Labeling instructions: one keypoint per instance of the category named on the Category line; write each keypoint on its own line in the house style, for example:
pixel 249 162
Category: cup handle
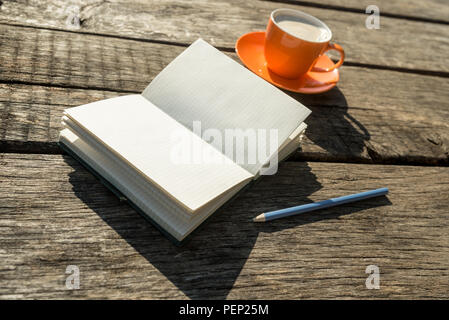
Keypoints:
pixel 332 46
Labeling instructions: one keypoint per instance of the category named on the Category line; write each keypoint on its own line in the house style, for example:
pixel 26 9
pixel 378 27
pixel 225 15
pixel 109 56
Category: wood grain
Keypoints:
pixel 428 10
pixel 363 120
pixel 398 43
pixel 53 213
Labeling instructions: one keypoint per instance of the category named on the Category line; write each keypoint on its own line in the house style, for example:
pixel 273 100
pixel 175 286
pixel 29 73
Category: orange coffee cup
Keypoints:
pixel 293 42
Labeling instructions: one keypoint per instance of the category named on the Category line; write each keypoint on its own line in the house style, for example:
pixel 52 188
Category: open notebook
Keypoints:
pixel 202 130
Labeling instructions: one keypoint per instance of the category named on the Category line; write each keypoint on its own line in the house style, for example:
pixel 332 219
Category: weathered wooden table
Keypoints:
pixel 386 124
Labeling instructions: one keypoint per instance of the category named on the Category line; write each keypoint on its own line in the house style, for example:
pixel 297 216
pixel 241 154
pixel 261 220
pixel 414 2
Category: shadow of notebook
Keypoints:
pixel 202 130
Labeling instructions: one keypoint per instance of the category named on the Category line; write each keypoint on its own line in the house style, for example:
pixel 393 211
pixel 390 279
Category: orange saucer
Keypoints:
pixel 250 49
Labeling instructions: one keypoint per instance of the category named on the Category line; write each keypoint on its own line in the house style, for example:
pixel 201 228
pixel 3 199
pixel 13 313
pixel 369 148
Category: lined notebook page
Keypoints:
pixel 203 84
pixel 144 136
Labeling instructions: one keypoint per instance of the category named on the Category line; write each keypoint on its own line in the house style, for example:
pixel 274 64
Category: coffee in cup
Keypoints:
pixel 293 42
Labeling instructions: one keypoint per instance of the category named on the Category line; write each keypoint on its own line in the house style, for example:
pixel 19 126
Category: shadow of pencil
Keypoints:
pixel 207 265
pixel 333 128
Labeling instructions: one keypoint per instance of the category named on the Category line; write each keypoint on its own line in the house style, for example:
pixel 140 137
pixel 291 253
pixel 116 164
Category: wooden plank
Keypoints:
pixel 374 115
pixel 398 43
pixel 53 214
pixel 430 10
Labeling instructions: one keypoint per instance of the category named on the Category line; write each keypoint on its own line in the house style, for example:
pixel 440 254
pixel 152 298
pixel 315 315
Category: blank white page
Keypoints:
pixel 143 136
pixel 203 84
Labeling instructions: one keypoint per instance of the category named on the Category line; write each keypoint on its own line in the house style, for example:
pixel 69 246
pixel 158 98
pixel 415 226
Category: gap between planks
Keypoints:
pixel 435 73
pixel 329 6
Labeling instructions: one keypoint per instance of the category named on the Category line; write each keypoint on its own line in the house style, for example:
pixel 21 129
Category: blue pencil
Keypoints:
pixel 267 216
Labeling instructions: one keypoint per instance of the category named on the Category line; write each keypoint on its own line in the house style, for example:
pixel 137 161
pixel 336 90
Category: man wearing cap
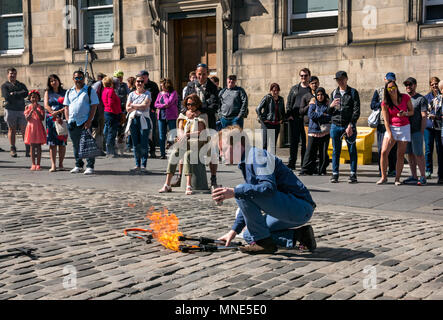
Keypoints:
pixel 233 104
pixel 152 87
pixel 208 94
pixel 98 123
pixel 345 111
pixel 376 101
pixel 418 125
pixel 295 119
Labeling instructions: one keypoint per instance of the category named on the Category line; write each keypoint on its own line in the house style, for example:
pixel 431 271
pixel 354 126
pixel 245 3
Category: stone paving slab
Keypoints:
pixel 81 229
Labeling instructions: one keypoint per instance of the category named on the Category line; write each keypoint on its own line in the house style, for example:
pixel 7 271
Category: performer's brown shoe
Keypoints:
pixel 305 235
pixel 263 246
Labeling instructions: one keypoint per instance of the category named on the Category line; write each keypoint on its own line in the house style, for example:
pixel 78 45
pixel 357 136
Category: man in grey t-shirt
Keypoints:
pixel 14 92
pixel 418 125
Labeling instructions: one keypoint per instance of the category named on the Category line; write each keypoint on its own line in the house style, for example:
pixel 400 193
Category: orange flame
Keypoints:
pixel 165 228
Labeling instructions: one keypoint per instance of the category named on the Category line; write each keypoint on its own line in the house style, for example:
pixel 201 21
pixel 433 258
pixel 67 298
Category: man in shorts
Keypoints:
pixel 14 93
pixel 418 125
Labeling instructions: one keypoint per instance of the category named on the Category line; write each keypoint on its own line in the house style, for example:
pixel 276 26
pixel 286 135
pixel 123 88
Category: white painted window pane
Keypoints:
pixel 99 26
pixel 95 3
pixel 434 12
pixel 11 6
pixel 304 6
pixel 11 33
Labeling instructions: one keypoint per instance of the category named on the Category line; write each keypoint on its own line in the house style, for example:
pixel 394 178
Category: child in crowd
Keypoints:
pixel 35 132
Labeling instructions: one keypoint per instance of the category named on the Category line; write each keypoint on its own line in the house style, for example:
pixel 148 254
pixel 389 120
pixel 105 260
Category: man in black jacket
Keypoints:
pixel 296 127
pixel 153 88
pixel 208 93
pixel 14 92
pixel 345 111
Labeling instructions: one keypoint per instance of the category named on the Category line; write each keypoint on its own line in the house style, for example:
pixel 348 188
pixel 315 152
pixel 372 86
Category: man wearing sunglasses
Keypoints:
pixel 345 111
pixel 296 126
pixel 414 149
pixel 80 106
pixel 233 104
pixel 376 101
pixel 208 94
pixel 152 87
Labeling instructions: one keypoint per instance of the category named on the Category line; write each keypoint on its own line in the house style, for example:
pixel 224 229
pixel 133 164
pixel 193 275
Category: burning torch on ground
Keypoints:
pixel 164 229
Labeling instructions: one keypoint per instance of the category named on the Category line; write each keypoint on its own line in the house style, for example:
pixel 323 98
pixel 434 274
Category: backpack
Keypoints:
pixel 94 122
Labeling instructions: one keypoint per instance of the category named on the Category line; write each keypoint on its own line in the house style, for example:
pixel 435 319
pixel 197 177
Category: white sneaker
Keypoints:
pixel 89 171
pixel 76 170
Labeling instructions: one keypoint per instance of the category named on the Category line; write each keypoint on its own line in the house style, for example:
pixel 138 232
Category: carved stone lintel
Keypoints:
pixel 155 15
pixel 227 13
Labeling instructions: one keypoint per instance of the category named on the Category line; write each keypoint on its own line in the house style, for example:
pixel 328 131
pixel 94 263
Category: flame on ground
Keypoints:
pixel 165 228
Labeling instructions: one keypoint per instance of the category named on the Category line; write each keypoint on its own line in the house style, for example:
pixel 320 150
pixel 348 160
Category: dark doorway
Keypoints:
pixel 195 42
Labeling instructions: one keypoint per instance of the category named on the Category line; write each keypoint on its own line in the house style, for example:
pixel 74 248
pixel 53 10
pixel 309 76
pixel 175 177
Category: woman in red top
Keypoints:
pixel 397 108
pixel 35 134
pixel 112 115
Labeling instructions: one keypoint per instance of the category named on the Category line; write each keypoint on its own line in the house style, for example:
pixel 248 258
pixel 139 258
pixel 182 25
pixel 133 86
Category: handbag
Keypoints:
pixel 88 147
pixel 374 118
pixel 62 129
pixel 325 127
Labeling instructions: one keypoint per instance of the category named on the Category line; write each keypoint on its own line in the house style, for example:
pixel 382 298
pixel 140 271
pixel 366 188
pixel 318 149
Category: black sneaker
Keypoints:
pixel 214 181
pixel 13 152
pixel 263 246
pixel 352 178
pixel 334 178
pixel 305 235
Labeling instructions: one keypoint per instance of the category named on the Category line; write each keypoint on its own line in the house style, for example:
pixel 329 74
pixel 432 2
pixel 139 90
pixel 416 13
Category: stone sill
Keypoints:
pixel 310 40
pixel 430 31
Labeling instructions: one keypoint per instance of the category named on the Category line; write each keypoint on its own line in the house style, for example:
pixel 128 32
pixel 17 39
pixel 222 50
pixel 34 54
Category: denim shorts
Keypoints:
pixel 416 144
pixel 14 118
________
What lines in the material above hold the string "shadow"? List them.

Category: shadow of notebook
Category: shadow of pencil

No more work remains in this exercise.